Every record, from first to last, should be written out again exactly.

BEGIN Source material

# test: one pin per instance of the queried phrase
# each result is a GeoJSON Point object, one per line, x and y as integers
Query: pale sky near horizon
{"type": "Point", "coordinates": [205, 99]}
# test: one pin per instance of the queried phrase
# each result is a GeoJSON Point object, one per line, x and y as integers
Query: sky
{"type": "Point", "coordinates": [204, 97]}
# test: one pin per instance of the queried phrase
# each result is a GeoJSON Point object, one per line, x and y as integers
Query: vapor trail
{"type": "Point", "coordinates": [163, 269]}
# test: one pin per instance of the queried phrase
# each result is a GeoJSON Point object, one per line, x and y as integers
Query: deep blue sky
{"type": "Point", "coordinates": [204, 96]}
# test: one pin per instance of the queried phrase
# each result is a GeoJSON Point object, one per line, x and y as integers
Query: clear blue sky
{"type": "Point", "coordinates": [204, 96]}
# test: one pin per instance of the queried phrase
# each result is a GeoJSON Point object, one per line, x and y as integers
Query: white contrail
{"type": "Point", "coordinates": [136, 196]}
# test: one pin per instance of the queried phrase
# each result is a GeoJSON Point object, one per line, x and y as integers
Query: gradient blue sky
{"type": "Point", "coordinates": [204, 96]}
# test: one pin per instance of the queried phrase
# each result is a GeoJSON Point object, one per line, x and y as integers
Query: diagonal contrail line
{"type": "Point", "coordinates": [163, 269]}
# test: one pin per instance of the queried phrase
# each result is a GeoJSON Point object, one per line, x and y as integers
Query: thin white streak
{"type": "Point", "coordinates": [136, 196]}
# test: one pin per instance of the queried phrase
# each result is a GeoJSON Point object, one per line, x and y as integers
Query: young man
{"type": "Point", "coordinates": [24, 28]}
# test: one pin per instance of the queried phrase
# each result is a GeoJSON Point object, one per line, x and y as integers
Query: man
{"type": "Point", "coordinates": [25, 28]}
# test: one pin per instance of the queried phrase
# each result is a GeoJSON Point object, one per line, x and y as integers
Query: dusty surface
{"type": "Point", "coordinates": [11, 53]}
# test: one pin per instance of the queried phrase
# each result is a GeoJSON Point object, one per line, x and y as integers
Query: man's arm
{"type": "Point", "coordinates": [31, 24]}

END Source material

Task solution >>
# test: one pin per instance of the queried phrase
# each result is a GeoJSON Point object, one per line, x and y as integers
Query: pale sky near horizon
{"type": "Point", "coordinates": [205, 99]}
# test: one pin per instance of the queried phrase
# each result is a GeoJSON Point object, one per line, x and y as integers
Query: sky
{"type": "Point", "coordinates": [204, 97]}
# test: one pin per instance of the queried phrase
# each result is a GeoJSON Point object, one per line, x and y as integers
Query: vapor trail
{"type": "Point", "coordinates": [163, 269]}
# test: one pin per instance of the queried phrase
# each result is a GeoJSON Point object, one per line, x and y as integers
Query: deep blue sky
{"type": "Point", "coordinates": [204, 96]}
# test: one pin per instance of the queried phrase
# each result is a GeoJSON Point object, one per line, x and y as integers
Query: clear blue sky
{"type": "Point", "coordinates": [204, 96]}
# test: one pin per instance of the queried phrase
# each result is a GeoJSON Point object, one per line, x and y as integers
Query: white contrail
{"type": "Point", "coordinates": [136, 196]}
# test: one pin per instance of the queried phrase
# each result is a GeoJSON Point object, one per line, x and y as integers
Query: gradient blue sky
{"type": "Point", "coordinates": [204, 96]}
# test: one pin per instance of the queried phrase
# each result is a GeoJSON Point object, one per line, x and y as integers
Query: diagonal contrail line
{"type": "Point", "coordinates": [163, 269]}
# test: one pin per instance of the queried phrase
# each result is a GeoJSON Point object, one per line, x and y as integers
Query: thin white streak
{"type": "Point", "coordinates": [136, 196]}
# test: one pin per instance of the queried phrase
# each result is a GeoJSON Point object, one per line, x and y as integers
Query: young man
{"type": "Point", "coordinates": [24, 28]}
# test: one pin per instance of the queried phrase
# each result is a GeoJSON Point object, one per line, x and y as integers
Query: man
{"type": "Point", "coordinates": [25, 28]}
# test: one pin per instance of the queried phrase
# each result is a GeoJSON Point object, one per line, x and y as integers
Query: dusty surface
{"type": "Point", "coordinates": [11, 53]}
# test: one pin per instance of the queried phrase
# each result is a GeoJSON Point object, one per line, x and y as integers
Query: man's arm
{"type": "Point", "coordinates": [31, 24]}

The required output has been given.